# DATA
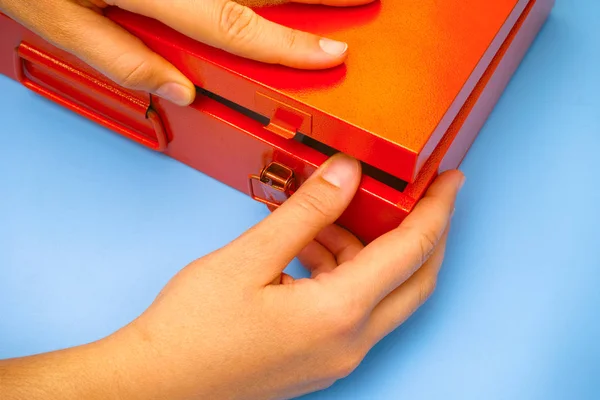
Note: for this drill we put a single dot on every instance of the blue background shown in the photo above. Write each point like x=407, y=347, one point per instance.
x=92, y=226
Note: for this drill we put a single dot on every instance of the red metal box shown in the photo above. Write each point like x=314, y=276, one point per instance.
x=419, y=83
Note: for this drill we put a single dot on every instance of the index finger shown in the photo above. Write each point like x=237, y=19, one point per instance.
x=392, y=259
x=235, y=28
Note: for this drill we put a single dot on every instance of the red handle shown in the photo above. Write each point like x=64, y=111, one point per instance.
x=91, y=97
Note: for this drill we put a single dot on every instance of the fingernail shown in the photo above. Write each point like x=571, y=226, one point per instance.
x=176, y=93
x=333, y=47
x=340, y=171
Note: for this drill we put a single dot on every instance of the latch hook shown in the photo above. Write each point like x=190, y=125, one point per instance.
x=277, y=182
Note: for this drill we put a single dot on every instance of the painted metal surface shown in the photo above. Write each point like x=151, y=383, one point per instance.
x=231, y=147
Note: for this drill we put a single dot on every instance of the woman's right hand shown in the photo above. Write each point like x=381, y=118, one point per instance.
x=79, y=27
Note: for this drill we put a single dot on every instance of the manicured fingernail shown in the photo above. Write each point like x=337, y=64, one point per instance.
x=176, y=93
x=332, y=47
x=340, y=171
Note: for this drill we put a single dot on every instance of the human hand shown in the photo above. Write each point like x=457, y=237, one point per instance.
x=231, y=326
x=79, y=27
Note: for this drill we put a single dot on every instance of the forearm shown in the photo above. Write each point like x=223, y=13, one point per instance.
x=93, y=371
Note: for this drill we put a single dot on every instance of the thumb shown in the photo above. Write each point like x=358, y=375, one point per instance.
x=237, y=29
x=318, y=203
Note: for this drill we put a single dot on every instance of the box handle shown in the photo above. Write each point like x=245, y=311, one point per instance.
x=88, y=96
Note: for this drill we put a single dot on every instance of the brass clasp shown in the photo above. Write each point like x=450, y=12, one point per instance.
x=276, y=182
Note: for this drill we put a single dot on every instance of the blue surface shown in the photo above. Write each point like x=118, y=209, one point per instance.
x=92, y=226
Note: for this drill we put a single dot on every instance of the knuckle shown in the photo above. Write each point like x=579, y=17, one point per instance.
x=290, y=38
x=136, y=73
x=426, y=289
x=236, y=22
x=427, y=243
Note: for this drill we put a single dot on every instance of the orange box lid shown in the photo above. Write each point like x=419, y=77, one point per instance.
x=411, y=67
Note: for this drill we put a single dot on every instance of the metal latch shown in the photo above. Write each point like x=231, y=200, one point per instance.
x=276, y=182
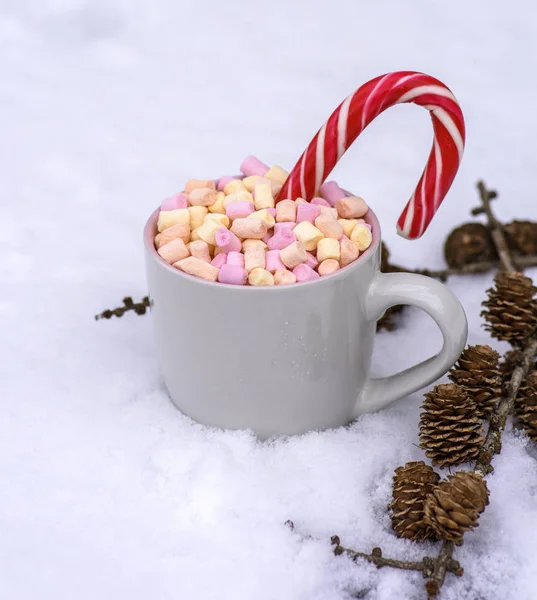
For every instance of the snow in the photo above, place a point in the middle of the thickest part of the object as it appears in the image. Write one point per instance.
(107, 491)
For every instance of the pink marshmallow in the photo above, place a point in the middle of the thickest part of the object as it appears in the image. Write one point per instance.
(223, 181)
(312, 261)
(253, 166)
(307, 212)
(303, 272)
(320, 202)
(219, 260)
(227, 240)
(235, 259)
(232, 274)
(239, 210)
(281, 240)
(273, 261)
(331, 191)
(174, 202)
(285, 226)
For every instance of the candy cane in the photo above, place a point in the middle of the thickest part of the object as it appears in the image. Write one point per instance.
(355, 113)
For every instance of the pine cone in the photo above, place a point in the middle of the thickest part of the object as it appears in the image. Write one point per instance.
(454, 505)
(477, 372)
(450, 431)
(522, 236)
(511, 313)
(468, 244)
(411, 485)
(526, 405)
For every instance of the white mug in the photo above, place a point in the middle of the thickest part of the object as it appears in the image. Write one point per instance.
(289, 359)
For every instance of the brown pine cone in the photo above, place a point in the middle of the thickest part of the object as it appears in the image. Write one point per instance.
(526, 405)
(511, 313)
(450, 429)
(522, 236)
(411, 485)
(477, 372)
(454, 505)
(468, 244)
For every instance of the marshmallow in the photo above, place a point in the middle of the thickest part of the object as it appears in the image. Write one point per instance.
(253, 166)
(277, 174)
(249, 228)
(232, 274)
(349, 252)
(227, 240)
(351, 207)
(260, 277)
(329, 227)
(273, 261)
(285, 211)
(181, 231)
(307, 212)
(198, 268)
(254, 257)
(193, 184)
(202, 197)
(293, 255)
(362, 236)
(173, 251)
(174, 202)
(240, 196)
(308, 234)
(348, 225)
(218, 218)
(239, 210)
(312, 261)
(197, 216)
(320, 202)
(328, 248)
(327, 267)
(281, 240)
(207, 231)
(235, 258)
(219, 260)
(167, 218)
(223, 181)
(234, 186)
(200, 249)
(331, 192)
(218, 207)
(264, 215)
(284, 277)
(304, 273)
(263, 197)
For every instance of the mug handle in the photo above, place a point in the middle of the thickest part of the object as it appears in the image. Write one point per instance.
(390, 289)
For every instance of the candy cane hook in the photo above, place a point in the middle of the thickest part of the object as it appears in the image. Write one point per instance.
(355, 113)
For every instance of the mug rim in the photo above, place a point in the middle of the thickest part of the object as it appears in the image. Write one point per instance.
(150, 230)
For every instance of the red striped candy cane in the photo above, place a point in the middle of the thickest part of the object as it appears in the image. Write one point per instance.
(355, 113)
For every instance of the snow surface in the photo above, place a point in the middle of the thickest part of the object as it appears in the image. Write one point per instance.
(106, 490)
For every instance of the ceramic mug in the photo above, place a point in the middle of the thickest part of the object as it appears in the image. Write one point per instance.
(289, 359)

# PROMPT
Convert all of the data above into a numbered list with one line per entry. Leave out blank lines and the pictures.

# WRITTEN SOLUTION
1. Note: for this drill we put a single dot on every instance of the blue background shown in the photo above. Write each point like x=407, y=347, one point per instance.
2. x=92, y=226
3. Note: for this drill we put a single dot on every instance of the red metal box shown in the photo above. Write each point like x=314, y=276, one point per instance.
4. x=419, y=83
5. Note: for this drill we put a single dot on every instance of the index finger shown in the photo above. Write each point like x=237, y=19, one point per instance.
6. x=392, y=259
7. x=235, y=28
8. Note: for this drill we put a single dot on every instance of the red handle shown in the photo above. Write each point like x=64, y=111, one point per instance.
9. x=91, y=97
10. Note: for this drill we put a single dot on every instance of the fingernail shown in the photo above. Write each point like x=571, y=226, one point per instance.
11. x=176, y=93
12. x=333, y=47
13. x=340, y=171
14. Note: for this drill we put a single dot on every instance of the latch hook shown in the photo above. Write each point like x=190, y=125, one point per instance.
15. x=277, y=182
16. Note: for this drill we put a single dot on every instance of the painted metal surface shown in the photo above. Write each point like x=151, y=383, one point per instance.
17. x=231, y=147
18. Note: for this drill we put a single dot on every instance of the woman's right hand shown in the photo above. Write each point like x=381, y=118, one point per instance.
19. x=79, y=27
20. Note: for this drill we put a single dot on every instance of the manicured fingernail shown in the photo above. Write each point like x=337, y=64, one point per instance.
21. x=176, y=93
22. x=332, y=47
23. x=340, y=171
24. Note: for this drill we put a single dot on every instance of the human hand shown in the photo above. Write each point like x=457, y=237, one point per instance.
25. x=231, y=326
26. x=79, y=27
27. Note: for this drill we put a single dot on every instance of the forearm shown in the photo above. Write each point like x=223, y=13, one point per instance.
28. x=93, y=371
29. Note: for this drill we put a single dot on every instance of the thumb shown in the photo above. Write each point like x=358, y=375, one point per instance.
30. x=237, y=29
31. x=318, y=203
32. Note: for this drill we put a single dot on every instance of the box handle shown in the photo above. Write each point like x=245, y=311, one point per instance.
33. x=88, y=96
34. Note: for this drill we put a single dot on every instance of the brass clasp shown in the photo above. Write each point like x=450, y=12, one point per instance.
35. x=276, y=182
36. Note: for this drill we put a single dot on every instance of the blue surface shown in the photo above. Write each point like x=118, y=209, one point per instance.
37. x=92, y=226
38. Note: for this drill we put a single dot on every instance of the knuckle shown in the photo above. Write each point like x=579, y=17, one point per instance.
39. x=290, y=38
40. x=136, y=73
41. x=426, y=289
42. x=236, y=22
43. x=427, y=243
44. Note: for this drill we put a single dot on every instance of the orange box lid shown in the photo above. Write each point like x=419, y=77, one point per instance.
45. x=411, y=67
46. Note: for this drill we put a single dot on every instance of the metal latch shown in the photo above. Write each point like x=231, y=200, one point per instance.
47. x=276, y=182
48. For every instance of the snow in the photo above, place a point in the middle of the thickest part of the object as it appears in the image. Write one point per instance.
49. (107, 491)
50. For every instance of the pink marshmallow in the photo above, place a point in the middle of the thickest part of the object as it appears in the image. Write one point per instance.
51. (223, 181)
52. (312, 261)
53. (253, 166)
54. (307, 212)
55. (303, 272)
56. (320, 202)
57. (219, 260)
58. (227, 240)
59. (235, 259)
60. (232, 274)
61. (239, 210)
62. (281, 240)
63. (273, 261)
64. (331, 191)
65. (174, 202)
66. (285, 226)
67. For every instance of the candy cane in the photo above, place a point in the middle of the thickest part of the object as it appears in the image. Write one point per instance.
68. (355, 113)
69. For every instance of the pine cone in the photo above, place a point in the middle of the thickest part of the object as it appears in the image. Write one point per instance.
70. (454, 505)
71. (477, 372)
72. (450, 431)
73. (522, 236)
74. (511, 313)
75. (468, 244)
76. (411, 485)
77. (526, 405)
78. For every instance of the white mug in the photo above, place a point in the middle of the thickest part of the object as it appears in the image. Write one point per instance.
79. (289, 359)
80. For every instance of the brown pine cone in the photo above, place a point in the middle of the thickest part of the object as it appears in the image. Write one point per instance.
81. (526, 405)
82. (511, 313)
83. (450, 429)
84. (522, 236)
85. (411, 485)
86. (477, 372)
87. (454, 505)
88. (468, 244)
89. For every instance of the marshmallow in the photo above, place a point in the middle of the thickest part of the object as it appears in the image. Write one point per instance.
90. (253, 166)
91. (277, 174)
92. (249, 228)
93. (232, 274)
94. (349, 252)
95. (227, 240)
96. (351, 207)
97. (260, 277)
98. (329, 227)
99. (273, 261)
100. (285, 211)
101. (181, 231)
102. (307, 212)
103. (198, 268)
104. (254, 257)
105. (193, 184)
106. (202, 197)
107. (293, 255)
108. (362, 236)
109. (173, 251)
110. (174, 202)
111. (240, 196)
112. (308, 234)
113. (348, 225)
114. (218, 218)
115. (239, 210)
116. (312, 261)
117. (197, 216)
118. (320, 202)
119. (328, 248)
120. (327, 267)
121. (281, 240)
122. (207, 231)
123. (235, 258)
124. (219, 260)
125. (167, 218)
126. (223, 181)
127. (234, 186)
128. (200, 249)
129. (331, 192)
130. (218, 207)
131. (264, 215)
132. (284, 277)
133. (304, 273)
134. (263, 197)
135. For every instance of the mug handle in the photo above, place a point in the middle of the thickest part of the object as it appears in the image. Write one point per instance.
136. (390, 289)
137. For every instance of the candy cane hook in the photo above, place a point in the middle of the thickest part of the object as it appears in the image. Write one point per instance.
138. (355, 113)
139. For every instance of the mug rim in the photo above, place a point in the middle of the thickest part of the object as it appears in the image. Write one point per instance.
140. (150, 230)
141. For every instance of the red striped candy cane in the photo above, place a point in the middle of the thickest part of the object as it appears in the image. Write one point per instance.
142. (355, 113)
143. For every instance of the snow surface in the photo above, place a point in the middle of the thickest part of the object as it appears in the image. Write one point per instance.
144. (106, 490)
145. For every instance of the ceramic mug in the photo above, place a point in the middle of the thickest part of the object as it appears in the image. Write one point per instance.
146. (289, 359)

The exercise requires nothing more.